▶ _Text section_
# # # # #

Nisha Desai Biswal (born 1968) is an American businesswoman and public official in the United States. Biswal is the president of the U.S.-India Business Council (USIBC) and Senior Vice President for South Asia at the United States Chamber of Commerce. She previously served as Assistant Secretary of State for South and Central Asian Affairs in the United States Department of State under President Barack Obama from 2013 to 2017. Biswal was the first South-Asian American to hold this position. She oversaw the U.S.-India strategic partnership during a period of unprecedented cooperation, including the launch of an annual U.S.-India Strategic and Commercial Dialogue. Biswal was awarded the prestigious Samman Award by the President of India in January 2017.  Biswal was also instrumental in launching the US-Bangladesh Partnership Dialogue, the C5+1 Dialogue between the United States and the Central Asian States of Kazakhstan, Kyrgyzstan, Tajikistan, Turkmenistan and Uzbekistan. Biswal also serves on the United States Institute of Peace International Advisory Council, on the Afghanistan Study Group and is on the Board of Directors for the Institute for Sustainable Communities, the Leadership Council for Women in National Security and is active in Democratic politics.

Early life and education
Biswal immigrated to the United States from India with her parents. She earned a Bachelor of Arts degree in international relations from the University of Virginia.

Career
After briefly working in public relations, Biswal became an overseas delegate for the American Red Cross, serving in Armenia, Azerbaijan and Georgia. Biswal served as Assistant Administrator for Asia at the U.S. Agency for International Development (USAID), overseeing US development assistance programs and policies for the Asia-Pacific region. She also spent over a decade on Capitol Hill, working as staff director for State and Foreign Operations Subcommittee in House Appropriations Committee and as professional staff for the Foreign Affairs Committee in the House of Representatives.

# # # # #

Revise the Nisha Desai Biswal biography starting with "Early life and" and going on through "House of Representatives.", putting "journalism" in place of "public relations".

# # # # #

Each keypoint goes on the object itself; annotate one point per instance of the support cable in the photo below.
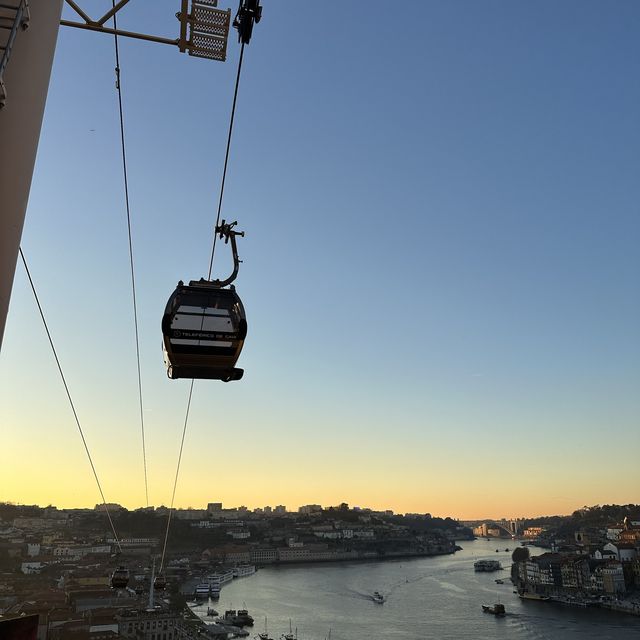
(175, 482)
(213, 249)
(226, 160)
(73, 408)
(133, 277)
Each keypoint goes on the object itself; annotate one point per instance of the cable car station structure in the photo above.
(204, 324)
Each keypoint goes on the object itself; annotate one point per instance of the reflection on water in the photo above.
(427, 598)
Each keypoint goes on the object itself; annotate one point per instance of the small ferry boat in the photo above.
(487, 565)
(265, 634)
(240, 618)
(528, 595)
(288, 636)
(202, 591)
(497, 609)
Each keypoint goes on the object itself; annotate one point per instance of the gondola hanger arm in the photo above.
(226, 230)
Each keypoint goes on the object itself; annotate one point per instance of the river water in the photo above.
(427, 598)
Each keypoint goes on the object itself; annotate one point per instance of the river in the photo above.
(427, 598)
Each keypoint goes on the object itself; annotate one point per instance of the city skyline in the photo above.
(440, 264)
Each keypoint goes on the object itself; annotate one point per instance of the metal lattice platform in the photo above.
(208, 30)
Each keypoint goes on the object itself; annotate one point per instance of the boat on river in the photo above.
(529, 595)
(487, 565)
(496, 609)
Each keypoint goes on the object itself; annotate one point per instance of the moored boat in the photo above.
(528, 595)
(496, 609)
(487, 565)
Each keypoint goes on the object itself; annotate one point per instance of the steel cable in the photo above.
(226, 161)
(73, 408)
(213, 249)
(133, 277)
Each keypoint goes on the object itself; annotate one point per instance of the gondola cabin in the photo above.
(204, 324)
(120, 578)
(203, 329)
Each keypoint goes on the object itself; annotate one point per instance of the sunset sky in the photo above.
(441, 270)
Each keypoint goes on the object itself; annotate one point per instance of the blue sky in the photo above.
(440, 268)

# # # # #

▶ _Written solution_
Early life and education
Biswal immigrated to the United States from India with her parents. She earned a Bachelor of Arts degree in international relations from the University of Virginia.

Career
After briefly working in journalism, Biswal became an overseas delegate for the American Red Cross, serving in Armenia, Azerbaijan and Georgia. Biswal served as Assistant Administrator for Asia at the U.S. Agency for International Development (USAID), overseeing US development assistance programs and policies for the Asia-Pacific region. She also spent over a decade on Capitol Hill, working as staff director for State and Foreign Operations Subcommittee in House Appropriations Committee and as professional staff for the Foreign Affairs Committee in the House of Representatives.